What is asked: Pull out each line of the listing below that contains the word "trench", and copy those lines without changing them.
****
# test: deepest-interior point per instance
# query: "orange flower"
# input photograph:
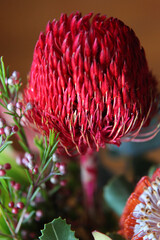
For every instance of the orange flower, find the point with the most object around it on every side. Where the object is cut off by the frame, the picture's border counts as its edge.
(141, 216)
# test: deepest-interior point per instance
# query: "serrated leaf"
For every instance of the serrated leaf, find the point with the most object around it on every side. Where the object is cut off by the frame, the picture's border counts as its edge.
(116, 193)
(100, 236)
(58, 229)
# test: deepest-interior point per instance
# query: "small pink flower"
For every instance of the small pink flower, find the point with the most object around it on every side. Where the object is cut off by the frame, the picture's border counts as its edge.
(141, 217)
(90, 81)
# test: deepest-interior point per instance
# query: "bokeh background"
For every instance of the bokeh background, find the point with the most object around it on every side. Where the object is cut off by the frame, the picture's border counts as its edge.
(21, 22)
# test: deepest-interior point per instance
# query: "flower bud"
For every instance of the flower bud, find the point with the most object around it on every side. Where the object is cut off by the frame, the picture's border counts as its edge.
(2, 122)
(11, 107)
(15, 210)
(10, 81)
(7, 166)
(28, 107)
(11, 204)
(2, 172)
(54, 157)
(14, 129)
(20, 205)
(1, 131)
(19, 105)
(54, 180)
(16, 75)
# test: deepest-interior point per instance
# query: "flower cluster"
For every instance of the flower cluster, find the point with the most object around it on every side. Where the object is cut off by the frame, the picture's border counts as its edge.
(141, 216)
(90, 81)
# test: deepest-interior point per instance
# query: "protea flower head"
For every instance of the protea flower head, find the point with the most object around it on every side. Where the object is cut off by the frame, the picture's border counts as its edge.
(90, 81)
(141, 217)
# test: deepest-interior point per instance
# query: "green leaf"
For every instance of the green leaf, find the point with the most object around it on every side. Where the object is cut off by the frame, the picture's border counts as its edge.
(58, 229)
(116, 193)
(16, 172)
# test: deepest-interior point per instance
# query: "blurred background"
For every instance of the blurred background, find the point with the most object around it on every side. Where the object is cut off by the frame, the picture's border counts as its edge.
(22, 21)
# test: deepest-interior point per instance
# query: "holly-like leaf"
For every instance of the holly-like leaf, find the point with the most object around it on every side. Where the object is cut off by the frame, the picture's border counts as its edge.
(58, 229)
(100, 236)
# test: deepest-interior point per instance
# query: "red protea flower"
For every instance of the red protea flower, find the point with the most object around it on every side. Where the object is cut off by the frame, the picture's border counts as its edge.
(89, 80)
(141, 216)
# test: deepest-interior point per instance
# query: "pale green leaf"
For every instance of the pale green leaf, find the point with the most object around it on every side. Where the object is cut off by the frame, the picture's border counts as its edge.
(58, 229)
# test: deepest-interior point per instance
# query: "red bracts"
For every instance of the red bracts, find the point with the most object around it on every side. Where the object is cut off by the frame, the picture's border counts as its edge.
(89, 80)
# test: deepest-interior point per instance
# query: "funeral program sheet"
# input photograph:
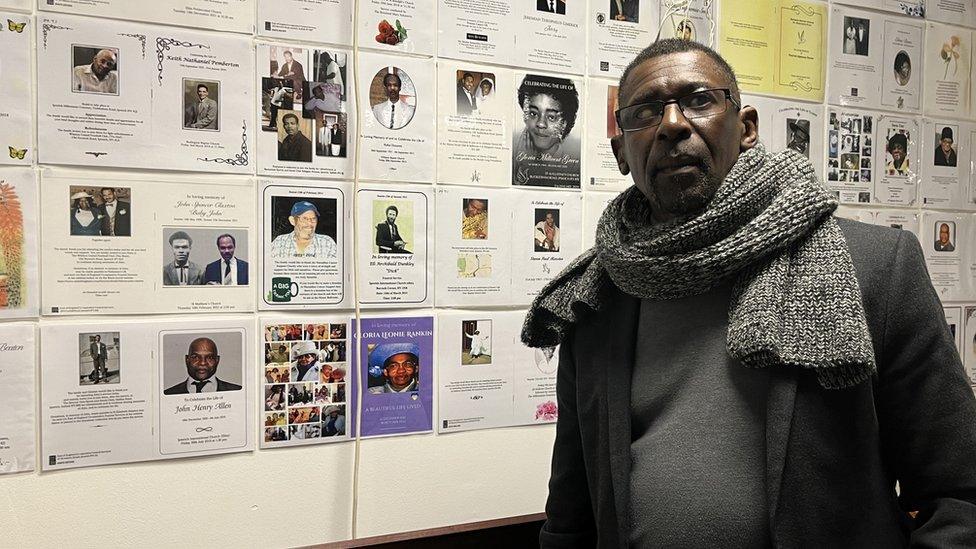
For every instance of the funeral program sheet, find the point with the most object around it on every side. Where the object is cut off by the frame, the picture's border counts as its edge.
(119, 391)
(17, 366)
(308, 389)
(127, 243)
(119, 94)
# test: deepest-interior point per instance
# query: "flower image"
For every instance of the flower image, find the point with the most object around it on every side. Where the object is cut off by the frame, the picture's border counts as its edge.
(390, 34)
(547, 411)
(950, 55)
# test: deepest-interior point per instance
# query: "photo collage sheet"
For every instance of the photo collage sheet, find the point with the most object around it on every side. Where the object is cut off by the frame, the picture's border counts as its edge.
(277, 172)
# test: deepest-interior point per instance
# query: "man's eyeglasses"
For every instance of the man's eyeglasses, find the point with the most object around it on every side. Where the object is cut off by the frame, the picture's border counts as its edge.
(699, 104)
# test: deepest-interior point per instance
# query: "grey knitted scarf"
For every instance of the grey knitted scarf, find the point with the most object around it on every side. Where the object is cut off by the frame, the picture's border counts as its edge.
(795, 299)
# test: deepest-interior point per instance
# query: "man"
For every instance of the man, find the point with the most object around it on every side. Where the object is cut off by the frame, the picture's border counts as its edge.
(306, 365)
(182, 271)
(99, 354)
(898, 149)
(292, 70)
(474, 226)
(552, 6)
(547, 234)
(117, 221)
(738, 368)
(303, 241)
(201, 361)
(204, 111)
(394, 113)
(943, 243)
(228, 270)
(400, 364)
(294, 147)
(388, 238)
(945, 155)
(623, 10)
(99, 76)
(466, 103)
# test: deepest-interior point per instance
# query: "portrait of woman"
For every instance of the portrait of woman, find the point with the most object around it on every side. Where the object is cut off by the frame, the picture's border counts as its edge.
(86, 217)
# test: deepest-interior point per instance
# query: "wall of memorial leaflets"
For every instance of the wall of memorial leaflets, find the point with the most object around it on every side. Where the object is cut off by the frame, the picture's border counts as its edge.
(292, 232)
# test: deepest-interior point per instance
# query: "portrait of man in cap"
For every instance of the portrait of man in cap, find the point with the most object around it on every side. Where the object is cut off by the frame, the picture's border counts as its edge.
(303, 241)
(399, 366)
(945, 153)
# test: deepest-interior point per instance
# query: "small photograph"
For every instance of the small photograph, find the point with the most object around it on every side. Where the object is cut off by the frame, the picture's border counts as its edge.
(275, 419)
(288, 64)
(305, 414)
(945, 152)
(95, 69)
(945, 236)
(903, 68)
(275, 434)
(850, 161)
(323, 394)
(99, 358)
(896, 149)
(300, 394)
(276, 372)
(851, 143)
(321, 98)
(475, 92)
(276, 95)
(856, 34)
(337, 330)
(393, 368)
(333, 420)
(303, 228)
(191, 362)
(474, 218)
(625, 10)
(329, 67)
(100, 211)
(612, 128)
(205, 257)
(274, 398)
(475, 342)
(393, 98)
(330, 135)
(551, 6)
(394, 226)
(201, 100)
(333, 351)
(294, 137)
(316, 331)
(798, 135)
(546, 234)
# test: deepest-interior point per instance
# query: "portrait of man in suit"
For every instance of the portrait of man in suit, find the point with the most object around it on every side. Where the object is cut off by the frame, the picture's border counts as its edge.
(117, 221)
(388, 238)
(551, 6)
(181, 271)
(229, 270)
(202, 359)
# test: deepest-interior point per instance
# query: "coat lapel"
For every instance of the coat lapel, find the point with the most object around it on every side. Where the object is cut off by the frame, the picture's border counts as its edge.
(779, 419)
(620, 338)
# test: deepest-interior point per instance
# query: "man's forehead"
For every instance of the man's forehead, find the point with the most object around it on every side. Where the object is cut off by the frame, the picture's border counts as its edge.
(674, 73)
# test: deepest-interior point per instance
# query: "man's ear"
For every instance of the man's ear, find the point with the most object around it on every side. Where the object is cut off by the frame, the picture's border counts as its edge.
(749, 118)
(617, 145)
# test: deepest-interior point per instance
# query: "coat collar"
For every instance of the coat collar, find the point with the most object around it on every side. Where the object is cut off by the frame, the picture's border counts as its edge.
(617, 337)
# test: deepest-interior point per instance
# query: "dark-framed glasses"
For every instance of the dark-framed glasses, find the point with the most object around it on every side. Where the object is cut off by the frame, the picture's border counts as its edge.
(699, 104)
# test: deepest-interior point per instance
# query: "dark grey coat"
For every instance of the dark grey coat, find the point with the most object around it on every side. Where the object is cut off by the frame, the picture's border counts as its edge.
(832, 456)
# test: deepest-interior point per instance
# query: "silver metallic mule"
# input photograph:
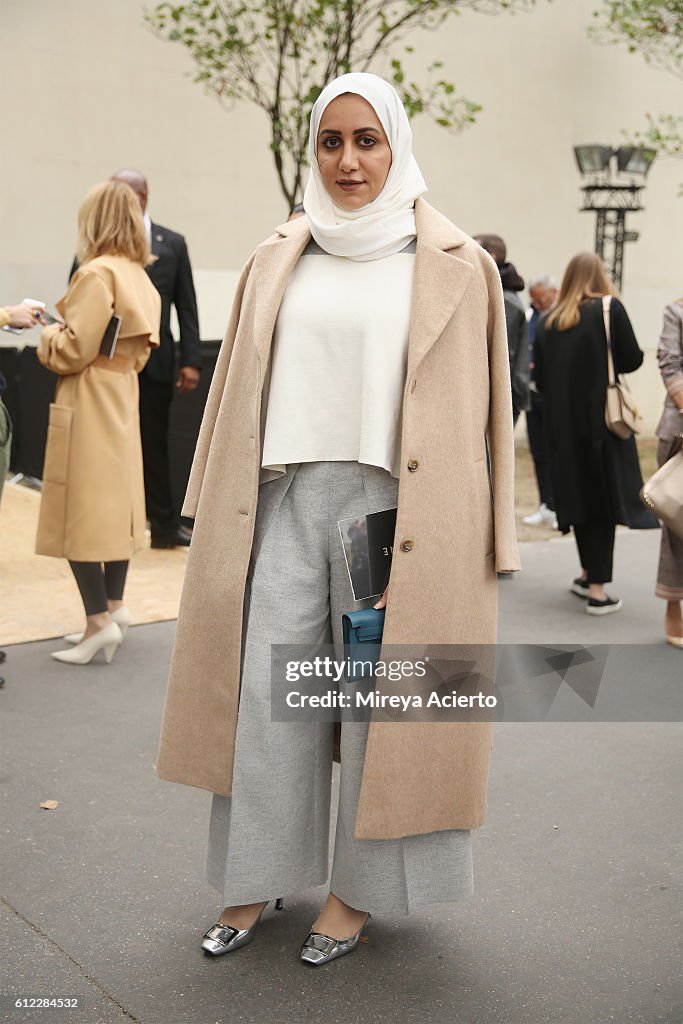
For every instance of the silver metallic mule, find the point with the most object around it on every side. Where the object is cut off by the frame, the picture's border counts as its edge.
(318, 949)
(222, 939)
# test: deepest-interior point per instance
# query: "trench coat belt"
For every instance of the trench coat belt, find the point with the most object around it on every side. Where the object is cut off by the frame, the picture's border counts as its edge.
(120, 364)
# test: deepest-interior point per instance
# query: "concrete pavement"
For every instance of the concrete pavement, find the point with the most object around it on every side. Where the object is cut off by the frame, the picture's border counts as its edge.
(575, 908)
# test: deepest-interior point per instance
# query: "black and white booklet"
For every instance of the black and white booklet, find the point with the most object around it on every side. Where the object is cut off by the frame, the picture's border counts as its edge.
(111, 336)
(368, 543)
****
Answer to the exercise:
# query: "trench coat belt"
For every instance of the trench coat belt, find the point with the most object around it on every side. Where the object is cut off by the frame, the picture's border counts as its edge.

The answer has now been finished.